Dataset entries
##############################
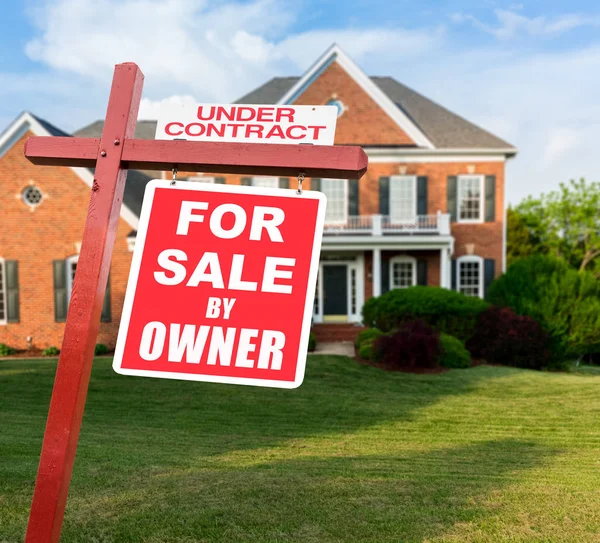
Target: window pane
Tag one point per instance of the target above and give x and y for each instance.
(403, 274)
(469, 278)
(469, 198)
(337, 205)
(266, 182)
(2, 293)
(402, 199)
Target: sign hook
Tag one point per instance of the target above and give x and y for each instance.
(300, 179)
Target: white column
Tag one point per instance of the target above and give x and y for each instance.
(376, 272)
(444, 269)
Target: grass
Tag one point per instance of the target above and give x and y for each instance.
(356, 454)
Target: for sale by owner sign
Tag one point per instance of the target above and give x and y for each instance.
(222, 284)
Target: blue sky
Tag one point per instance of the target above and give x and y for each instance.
##############################
Reproduce, word for word, every line from the start of the records down to and including the line with "Target: blue sky"; skip the pictures.

Target: window pane
Tag one point per instance of the target above and give x and y for each instance.
(403, 274)
(469, 278)
(469, 198)
(337, 205)
(266, 182)
(2, 293)
(402, 199)
Target: sign hook
Tag one point per instance of the target above and give x and y for each instance.
(300, 179)
Target: white column
Tag one point per instance of the target above and give x and y for each instance.
(376, 272)
(444, 269)
Target: grass
Tag one point per instance of the target above and give x and y for each instance.
(356, 454)
Target: for sale by owner sign
Tag one point per instance of the target above and give x and y for each instance.
(222, 284)
Target: blue sky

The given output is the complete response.